AIM OF THE TASK: Each entry needs to be reproduced exactly as it is.

(Data records)
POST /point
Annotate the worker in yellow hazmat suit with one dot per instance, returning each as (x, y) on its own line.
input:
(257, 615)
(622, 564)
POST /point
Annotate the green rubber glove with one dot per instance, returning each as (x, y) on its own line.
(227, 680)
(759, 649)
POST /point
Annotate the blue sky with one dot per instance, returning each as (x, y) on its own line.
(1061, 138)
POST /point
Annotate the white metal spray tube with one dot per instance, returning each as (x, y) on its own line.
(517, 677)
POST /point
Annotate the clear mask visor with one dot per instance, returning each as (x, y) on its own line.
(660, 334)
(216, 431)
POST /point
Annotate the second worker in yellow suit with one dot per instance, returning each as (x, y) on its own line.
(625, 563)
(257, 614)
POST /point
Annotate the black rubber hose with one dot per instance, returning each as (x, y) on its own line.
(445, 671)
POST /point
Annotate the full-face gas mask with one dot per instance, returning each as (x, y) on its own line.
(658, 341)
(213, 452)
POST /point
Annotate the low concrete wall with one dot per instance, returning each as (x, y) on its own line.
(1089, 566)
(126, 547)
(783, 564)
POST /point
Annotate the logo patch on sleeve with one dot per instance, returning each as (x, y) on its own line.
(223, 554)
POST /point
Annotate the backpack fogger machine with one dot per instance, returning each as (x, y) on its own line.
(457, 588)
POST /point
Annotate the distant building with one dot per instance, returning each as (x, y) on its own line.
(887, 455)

TASK ANSWER:
POST /point
Annotate the worker in yellow hazmat suit with one dot per instance, returning each as (x, y) on its own line.
input:
(257, 615)
(622, 564)
POST /point
Annotate the green rubber glove with one dot per instance, returning each as (x, y) on its own line.
(227, 680)
(759, 649)
POST /point
Annotate the blue sky with one dot per instance, returning each as (x, y) on its own line.
(1061, 138)
POST /point
Annotate the white metal spray tube with one dot per instance, returning each as (x, y) on its own line.
(517, 677)
POST /point
Annotate the clear mask visor with one dot per instance, returning each as (x, y) on its own line.
(660, 334)
(216, 431)
POST /point
Annotate the second worker in yellow suit with one dot per instance, returning each as (x, y) on its own line.
(625, 563)
(257, 614)
POST /point
Annotate the black rubber hose with one dot per instance, returning each as (x, y) on its own line.
(445, 671)
POST /point
Annotate the full-face gas mask with one dot per instance, returning each as (x, y) on its own line.
(658, 341)
(213, 452)
POST /point
Annotate the low concrete wall with one dot per instance, returning each as (x, y) on its own line.
(1089, 566)
(126, 547)
(783, 564)
POST /point
Annotate the logo patch on sleeve with one dot per instance, returning each as (x, y) on its own line.
(223, 554)
POST /point
Annotate the backpack fogger machine with one dot per instance, returning each as (x, y) on its own line.
(457, 588)
POST /point
Annotate the distant building with one dot per instance, returning each as (x, y) on its own line.
(887, 455)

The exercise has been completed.